STATED PROBLEM: Reproduce verbatim the lines of the data below, from the line containing "of the sink." through the line containing "with black seat.", including both of those lines and nothing else.

EXTRACTED RECORDS:
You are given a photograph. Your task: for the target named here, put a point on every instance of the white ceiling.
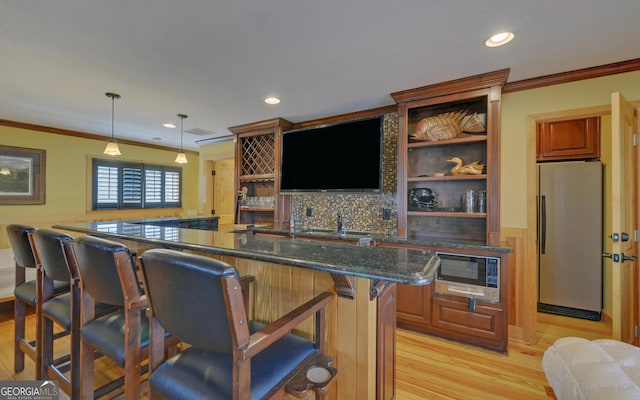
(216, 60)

==

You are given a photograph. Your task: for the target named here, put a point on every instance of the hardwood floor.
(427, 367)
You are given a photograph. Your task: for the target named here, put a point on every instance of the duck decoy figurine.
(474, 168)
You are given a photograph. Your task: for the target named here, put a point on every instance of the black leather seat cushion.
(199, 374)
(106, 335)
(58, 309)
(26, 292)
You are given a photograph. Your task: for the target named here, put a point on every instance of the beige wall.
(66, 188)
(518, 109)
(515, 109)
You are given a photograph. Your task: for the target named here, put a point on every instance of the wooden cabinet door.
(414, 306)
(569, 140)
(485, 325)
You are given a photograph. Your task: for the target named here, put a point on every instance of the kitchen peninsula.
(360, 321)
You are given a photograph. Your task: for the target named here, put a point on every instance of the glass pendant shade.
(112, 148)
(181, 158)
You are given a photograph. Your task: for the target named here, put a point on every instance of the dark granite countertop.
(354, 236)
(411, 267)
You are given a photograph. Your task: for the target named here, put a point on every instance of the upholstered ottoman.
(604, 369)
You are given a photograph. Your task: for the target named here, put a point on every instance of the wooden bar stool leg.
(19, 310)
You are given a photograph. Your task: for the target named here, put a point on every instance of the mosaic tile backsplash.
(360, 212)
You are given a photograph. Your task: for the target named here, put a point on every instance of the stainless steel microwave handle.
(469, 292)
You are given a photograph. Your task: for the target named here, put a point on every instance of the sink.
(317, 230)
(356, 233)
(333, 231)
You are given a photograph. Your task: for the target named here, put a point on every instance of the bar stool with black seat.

SOLUTION TO THIS EXERCISE:
You are given a photograph. Your task: for the target named here, put a point on every instance of the sink.
(317, 230)
(356, 233)
(333, 231)
You are given a photograph. Your task: for the target named here, put a point on every instance of the bar stool with black seat.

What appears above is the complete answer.